→ WHAT IS REQUIRED:
Line by line, copy the data below exactly.

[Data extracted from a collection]
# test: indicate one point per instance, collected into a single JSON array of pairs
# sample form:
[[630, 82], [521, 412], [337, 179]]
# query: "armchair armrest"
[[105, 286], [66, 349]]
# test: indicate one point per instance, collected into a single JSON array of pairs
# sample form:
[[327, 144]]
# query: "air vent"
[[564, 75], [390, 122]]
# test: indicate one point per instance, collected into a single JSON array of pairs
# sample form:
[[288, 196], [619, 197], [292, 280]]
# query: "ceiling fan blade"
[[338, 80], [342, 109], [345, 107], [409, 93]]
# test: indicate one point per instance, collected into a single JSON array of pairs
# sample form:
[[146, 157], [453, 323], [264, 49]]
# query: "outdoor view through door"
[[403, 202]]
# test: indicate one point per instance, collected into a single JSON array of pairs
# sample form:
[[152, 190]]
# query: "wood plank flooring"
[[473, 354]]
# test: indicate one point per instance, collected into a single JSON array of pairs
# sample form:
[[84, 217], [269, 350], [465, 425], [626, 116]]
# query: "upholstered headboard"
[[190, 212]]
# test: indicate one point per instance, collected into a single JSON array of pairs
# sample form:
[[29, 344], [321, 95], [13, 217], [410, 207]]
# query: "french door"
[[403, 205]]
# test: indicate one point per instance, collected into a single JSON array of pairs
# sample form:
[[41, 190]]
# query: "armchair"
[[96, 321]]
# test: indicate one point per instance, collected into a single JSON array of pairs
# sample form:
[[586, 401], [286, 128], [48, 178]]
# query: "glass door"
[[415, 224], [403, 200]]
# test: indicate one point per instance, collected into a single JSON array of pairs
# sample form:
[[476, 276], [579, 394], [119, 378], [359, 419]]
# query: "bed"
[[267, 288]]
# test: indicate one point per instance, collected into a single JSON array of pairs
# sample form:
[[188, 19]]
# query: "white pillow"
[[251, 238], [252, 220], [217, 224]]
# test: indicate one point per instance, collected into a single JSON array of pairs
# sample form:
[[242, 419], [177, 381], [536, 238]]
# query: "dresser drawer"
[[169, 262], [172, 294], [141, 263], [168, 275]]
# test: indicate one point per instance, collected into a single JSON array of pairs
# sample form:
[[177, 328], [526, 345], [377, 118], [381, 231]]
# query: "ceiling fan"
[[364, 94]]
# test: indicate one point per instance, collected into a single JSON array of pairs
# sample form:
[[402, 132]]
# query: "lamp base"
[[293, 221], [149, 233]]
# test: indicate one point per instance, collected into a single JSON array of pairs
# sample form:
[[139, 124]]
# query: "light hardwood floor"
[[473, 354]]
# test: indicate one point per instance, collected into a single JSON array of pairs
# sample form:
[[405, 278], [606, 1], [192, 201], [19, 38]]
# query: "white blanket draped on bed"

→ SOLUTION TO THE EXERCISE:
# test: indicate one point per instance, collected into a single JSON array of pairs
# sample form:
[[630, 82], [521, 412], [337, 179]]
# query: "armchair armrest"
[[105, 286], [66, 349]]
# test: indicate one point per instance, collected into a single JSON array of pairs
# sample form:
[[327, 144]]
# query: "air vent"
[[564, 75], [390, 122]]
# test: indicate one point per instance, collected into a single JSON array of pairs
# sample form:
[[288, 196], [619, 197], [292, 280]]
# query: "ceiling fan blade"
[[338, 80], [342, 109], [345, 107], [409, 93]]
# test: indicate one point per instance, collected into a single JSON array of pairs
# sample form:
[[146, 157], [453, 323], [264, 49]]
# query: "outdoor view through door"
[[403, 202]]
# test: indicate one point per instance, collected into a single JSON array of pairs
# sample form:
[[152, 190]]
# query: "wood plank flooring"
[[473, 354]]
# test: indicate one point per instance, collected into a single JSON array of pairs
# sample form:
[[84, 217], [269, 350], [465, 425], [626, 116]]
# query: "upholstered headboard"
[[190, 212]]
# test: indicate one point per instance, collected into a single JSON array of pairs
# sample form:
[[29, 344], [321, 95], [13, 217], [410, 207]]
# query: "french door"
[[403, 205]]
# test: indicate one point per instance, collected into a single JSON array of pairs
# sample form:
[[41, 190]]
# query: "armchair"
[[96, 321]]
# test: indicate one point per instance, collected into a single JSON array of pairs
# sample form:
[[586, 401], [286, 128], [48, 178]]
# query: "glass door"
[[415, 224], [403, 200]]
# test: indicate one point per instance, collected into a single JSON array of pairs
# sample form:
[[476, 276], [579, 394], [119, 378], [359, 419]]
# query: "bed"
[[267, 288]]
# test: indicate one point per instance, collected into a single JSON array of pairs
# sample form:
[[188, 19]]
# query: "white pillow"
[[251, 238], [252, 220], [217, 224]]
# test: indicate one point per instance, collected into a single JSON array of pairs
# sample form:
[[242, 419], [177, 381], [536, 238]]
# query: "dresser drawer"
[[169, 262], [172, 294], [141, 263], [168, 275]]
# test: indicate one point per instance, collected into a single JSON array of pairs
# sample form:
[[177, 328], [526, 345], [377, 118], [381, 231]]
# query: "ceiling fan"
[[364, 94]]
# test: indicate one point per instance, collected into a single JSON array of pairs
# sample form:
[[402, 132]]
# query: "lamp base"
[[293, 221], [149, 233]]
# test: indicate one point per instance, collected into a single JSON array of pairs
# sample form:
[[139, 124]]
# query: "light hardwood floor"
[[473, 354]]
# test: indicate one point per instance, collected into a single JSON array of pairs
# sample form:
[[405, 278], [606, 1], [192, 201], [19, 38]]
# query: "white blanket draped on bed"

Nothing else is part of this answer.